As the answer, set down the lines below from the one containing "the rear side" through the one containing "the rear cab", exactly and inclusively, and no others.

********

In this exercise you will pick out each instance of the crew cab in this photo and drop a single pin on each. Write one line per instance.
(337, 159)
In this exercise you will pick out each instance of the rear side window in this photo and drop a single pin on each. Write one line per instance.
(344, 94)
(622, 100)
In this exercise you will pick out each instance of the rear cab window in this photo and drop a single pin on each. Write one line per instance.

********

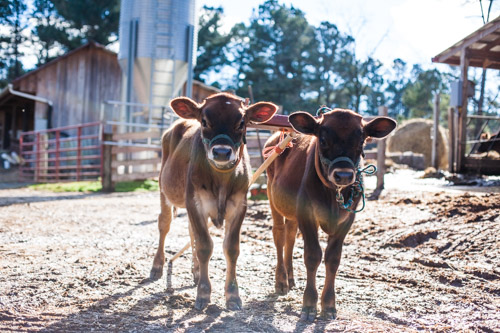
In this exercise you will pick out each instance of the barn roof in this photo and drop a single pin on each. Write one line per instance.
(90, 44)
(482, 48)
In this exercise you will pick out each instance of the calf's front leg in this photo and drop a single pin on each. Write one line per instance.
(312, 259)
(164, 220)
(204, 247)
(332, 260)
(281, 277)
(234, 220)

********

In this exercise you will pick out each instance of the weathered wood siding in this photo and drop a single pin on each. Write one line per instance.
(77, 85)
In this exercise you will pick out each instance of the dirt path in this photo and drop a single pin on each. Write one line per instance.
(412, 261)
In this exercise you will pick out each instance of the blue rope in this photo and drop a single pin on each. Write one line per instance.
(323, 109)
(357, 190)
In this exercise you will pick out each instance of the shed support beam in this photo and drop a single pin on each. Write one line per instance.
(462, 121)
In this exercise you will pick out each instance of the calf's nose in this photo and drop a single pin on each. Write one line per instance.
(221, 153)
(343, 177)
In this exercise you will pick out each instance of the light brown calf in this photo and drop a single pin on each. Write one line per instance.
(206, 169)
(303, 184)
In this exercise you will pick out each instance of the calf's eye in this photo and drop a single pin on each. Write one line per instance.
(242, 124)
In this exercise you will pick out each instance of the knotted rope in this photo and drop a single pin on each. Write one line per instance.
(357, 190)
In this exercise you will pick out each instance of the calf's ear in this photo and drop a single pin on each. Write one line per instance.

********

== Completed exercise ==
In this exercise you will pick out each instance of the rear side window in this photo and drop a single pin on each. Write one line per instance.
(344, 94)
(622, 100)
In this exercise you will pick out each instance of the rear cab window in this photo and drop a single pin on each. Write one line per instance.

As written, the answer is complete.